Work task
Wherever a line holds the word "positive", copy that line from the data.

** Excerpted data follows **

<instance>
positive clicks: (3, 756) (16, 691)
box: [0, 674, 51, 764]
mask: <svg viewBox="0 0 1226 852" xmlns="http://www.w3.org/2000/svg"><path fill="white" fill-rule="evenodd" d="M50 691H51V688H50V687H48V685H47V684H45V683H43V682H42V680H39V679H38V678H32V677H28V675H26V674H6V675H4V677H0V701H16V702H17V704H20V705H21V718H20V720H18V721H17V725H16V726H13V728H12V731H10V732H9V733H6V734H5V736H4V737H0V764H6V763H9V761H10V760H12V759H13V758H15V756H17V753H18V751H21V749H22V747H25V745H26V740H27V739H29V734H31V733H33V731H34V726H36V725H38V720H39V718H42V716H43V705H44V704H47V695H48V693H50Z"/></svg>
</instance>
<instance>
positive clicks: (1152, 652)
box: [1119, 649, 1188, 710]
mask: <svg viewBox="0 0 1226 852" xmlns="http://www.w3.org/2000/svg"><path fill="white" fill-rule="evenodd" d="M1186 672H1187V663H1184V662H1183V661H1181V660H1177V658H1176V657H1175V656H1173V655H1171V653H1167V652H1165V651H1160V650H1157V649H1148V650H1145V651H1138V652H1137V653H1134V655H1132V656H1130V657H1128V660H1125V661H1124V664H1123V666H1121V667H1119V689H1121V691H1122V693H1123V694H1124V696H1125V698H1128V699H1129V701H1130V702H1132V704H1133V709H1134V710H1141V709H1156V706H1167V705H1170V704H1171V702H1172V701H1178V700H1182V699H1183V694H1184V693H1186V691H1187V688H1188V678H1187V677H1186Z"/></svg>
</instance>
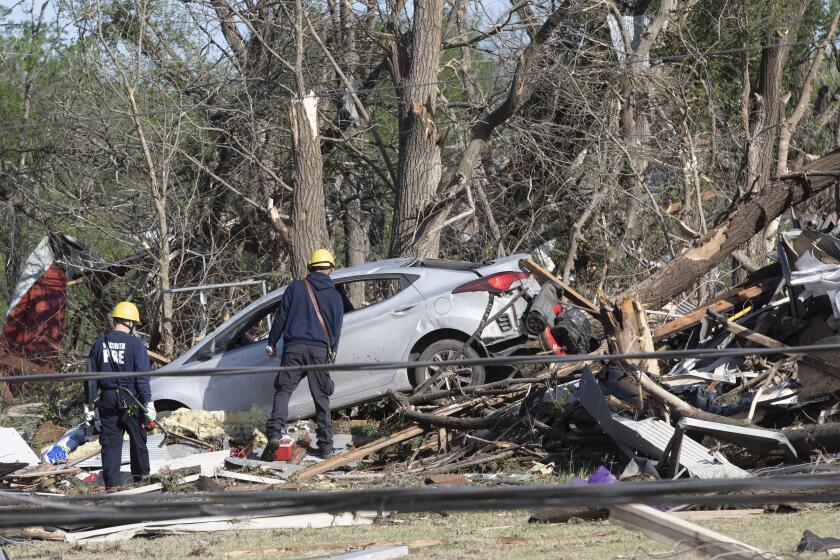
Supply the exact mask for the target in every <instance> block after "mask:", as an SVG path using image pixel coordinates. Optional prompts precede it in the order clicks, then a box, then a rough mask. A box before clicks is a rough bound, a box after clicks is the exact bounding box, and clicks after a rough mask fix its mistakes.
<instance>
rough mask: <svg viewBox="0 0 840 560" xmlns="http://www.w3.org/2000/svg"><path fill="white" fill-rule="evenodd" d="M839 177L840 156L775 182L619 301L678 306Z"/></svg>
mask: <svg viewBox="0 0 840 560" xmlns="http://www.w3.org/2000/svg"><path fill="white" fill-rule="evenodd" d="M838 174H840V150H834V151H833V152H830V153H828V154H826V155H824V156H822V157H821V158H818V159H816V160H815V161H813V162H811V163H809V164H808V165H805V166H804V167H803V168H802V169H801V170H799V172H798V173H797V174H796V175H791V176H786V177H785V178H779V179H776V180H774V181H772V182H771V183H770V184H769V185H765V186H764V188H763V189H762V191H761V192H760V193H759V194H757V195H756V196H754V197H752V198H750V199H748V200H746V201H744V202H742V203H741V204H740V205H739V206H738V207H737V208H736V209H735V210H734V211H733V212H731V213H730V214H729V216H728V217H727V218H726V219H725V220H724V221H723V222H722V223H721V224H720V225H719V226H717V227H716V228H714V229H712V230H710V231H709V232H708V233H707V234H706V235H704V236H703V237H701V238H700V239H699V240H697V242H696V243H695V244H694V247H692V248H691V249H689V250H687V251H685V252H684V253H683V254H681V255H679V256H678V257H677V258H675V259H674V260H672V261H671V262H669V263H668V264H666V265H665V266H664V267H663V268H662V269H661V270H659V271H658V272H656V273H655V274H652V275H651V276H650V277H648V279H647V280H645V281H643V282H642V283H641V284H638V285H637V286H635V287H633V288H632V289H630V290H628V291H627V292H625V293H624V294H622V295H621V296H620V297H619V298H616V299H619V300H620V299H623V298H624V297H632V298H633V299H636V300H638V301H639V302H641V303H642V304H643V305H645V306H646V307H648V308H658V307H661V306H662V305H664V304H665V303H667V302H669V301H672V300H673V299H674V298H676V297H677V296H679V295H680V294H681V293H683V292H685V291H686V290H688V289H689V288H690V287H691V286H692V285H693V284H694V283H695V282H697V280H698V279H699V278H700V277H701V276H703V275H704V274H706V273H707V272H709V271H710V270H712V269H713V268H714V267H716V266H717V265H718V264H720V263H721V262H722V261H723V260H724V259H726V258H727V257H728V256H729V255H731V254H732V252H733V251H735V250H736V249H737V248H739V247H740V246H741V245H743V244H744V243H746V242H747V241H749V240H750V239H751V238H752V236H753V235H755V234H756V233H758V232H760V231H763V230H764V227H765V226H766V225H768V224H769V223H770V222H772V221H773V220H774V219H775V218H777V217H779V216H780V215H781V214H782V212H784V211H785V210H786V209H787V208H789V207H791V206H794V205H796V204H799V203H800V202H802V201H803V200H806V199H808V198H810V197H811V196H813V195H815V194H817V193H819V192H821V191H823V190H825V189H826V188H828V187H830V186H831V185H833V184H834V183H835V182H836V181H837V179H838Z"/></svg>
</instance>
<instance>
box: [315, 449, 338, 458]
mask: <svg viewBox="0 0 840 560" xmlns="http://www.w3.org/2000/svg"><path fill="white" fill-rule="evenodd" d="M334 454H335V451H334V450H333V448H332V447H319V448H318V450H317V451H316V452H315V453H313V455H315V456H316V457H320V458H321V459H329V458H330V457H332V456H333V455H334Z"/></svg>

** End of Excerpted data **
** Excerpted data follows **

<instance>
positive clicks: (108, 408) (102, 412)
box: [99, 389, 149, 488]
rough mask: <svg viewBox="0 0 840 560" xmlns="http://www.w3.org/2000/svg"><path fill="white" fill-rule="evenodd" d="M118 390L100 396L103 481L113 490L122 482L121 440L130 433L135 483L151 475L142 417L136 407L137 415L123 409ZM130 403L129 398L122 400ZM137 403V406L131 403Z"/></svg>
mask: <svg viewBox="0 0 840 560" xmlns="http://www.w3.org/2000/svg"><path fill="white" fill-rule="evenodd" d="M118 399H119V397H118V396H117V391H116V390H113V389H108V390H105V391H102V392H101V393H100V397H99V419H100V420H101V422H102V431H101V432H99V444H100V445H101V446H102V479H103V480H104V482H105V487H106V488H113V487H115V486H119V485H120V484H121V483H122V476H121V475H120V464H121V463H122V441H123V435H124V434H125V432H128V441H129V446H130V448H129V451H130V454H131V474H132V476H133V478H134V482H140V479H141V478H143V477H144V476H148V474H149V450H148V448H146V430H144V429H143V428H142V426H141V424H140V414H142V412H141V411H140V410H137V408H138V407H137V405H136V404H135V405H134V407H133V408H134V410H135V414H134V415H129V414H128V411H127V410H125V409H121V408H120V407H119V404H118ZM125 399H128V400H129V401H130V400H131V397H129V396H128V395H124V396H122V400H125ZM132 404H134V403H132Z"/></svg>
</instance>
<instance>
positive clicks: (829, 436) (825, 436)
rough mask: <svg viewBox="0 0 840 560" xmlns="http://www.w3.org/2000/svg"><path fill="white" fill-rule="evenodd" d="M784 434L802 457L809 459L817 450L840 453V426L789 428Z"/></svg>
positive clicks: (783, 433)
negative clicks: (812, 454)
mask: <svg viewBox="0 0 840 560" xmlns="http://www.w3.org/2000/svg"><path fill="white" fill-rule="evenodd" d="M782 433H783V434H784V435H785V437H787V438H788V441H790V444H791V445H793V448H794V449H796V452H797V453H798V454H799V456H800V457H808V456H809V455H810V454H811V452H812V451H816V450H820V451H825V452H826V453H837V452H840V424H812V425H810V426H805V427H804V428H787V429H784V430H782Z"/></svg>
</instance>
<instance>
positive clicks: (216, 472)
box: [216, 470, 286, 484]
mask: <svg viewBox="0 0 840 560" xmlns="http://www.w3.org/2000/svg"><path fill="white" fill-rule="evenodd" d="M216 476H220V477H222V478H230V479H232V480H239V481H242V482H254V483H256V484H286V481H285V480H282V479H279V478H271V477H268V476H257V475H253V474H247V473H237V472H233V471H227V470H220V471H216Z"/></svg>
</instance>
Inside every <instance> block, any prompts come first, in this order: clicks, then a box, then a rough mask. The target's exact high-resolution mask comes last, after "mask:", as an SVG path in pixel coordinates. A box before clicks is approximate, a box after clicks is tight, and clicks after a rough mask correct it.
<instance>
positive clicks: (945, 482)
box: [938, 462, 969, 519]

** End of Excerpted data **

Solution below
positive clicks: (3, 756) (16, 691)
positive clicks: (1152, 652)
positive clicks: (108, 408) (102, 412)
positive clicks: (829, 436) (825, 436)
positive clicks: (783, 433)
positive clicks: (216, 472)
positive clicks: (945, 482)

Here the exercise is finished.